## Exercise description
What lines below include the string "white"? Pick them out and copy them.
---------- Input ----------
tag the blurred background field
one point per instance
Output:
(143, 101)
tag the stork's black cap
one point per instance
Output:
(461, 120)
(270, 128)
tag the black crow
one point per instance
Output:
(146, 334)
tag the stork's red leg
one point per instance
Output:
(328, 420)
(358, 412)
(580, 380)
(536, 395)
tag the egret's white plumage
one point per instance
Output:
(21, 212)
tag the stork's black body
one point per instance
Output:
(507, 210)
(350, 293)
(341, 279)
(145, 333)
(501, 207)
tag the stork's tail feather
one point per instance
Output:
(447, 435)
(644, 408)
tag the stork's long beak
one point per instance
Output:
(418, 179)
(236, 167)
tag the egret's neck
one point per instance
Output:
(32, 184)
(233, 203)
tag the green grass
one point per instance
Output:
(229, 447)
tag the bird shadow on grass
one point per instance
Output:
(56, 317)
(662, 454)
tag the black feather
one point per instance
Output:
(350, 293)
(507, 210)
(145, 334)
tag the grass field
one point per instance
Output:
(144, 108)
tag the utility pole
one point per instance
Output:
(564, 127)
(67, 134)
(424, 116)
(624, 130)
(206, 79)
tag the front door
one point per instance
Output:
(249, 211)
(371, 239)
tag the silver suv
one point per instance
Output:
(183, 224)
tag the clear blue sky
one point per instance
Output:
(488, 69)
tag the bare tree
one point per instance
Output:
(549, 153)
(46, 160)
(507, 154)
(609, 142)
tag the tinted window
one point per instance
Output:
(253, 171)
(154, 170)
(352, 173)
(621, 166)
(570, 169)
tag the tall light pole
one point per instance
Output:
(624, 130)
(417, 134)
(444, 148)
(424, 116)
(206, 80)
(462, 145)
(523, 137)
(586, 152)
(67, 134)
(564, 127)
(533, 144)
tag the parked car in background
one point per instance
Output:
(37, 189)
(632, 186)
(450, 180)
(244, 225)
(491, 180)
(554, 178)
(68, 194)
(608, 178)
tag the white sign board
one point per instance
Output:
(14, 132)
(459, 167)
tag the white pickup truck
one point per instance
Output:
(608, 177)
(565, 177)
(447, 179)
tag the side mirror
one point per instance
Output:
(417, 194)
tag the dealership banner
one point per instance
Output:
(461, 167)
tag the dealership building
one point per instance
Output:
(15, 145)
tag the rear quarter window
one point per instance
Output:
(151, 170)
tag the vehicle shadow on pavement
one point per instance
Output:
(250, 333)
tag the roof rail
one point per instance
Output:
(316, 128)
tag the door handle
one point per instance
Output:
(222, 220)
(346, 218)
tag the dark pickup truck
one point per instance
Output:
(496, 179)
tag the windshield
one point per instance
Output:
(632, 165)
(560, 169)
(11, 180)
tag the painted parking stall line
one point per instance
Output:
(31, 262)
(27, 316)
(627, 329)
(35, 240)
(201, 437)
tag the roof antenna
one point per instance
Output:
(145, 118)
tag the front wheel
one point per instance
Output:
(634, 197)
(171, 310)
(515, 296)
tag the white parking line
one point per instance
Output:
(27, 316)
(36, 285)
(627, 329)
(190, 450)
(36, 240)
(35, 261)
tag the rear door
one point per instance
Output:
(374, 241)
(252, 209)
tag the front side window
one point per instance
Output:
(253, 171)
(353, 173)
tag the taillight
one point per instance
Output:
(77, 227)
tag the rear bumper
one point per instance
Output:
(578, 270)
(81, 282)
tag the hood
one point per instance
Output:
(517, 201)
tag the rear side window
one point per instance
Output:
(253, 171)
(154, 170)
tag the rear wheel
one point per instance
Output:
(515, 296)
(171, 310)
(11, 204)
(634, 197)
----------
## Answer
tag the egret's white plumage
tag the white sign board
tag the white pickup truck
tag the white parking line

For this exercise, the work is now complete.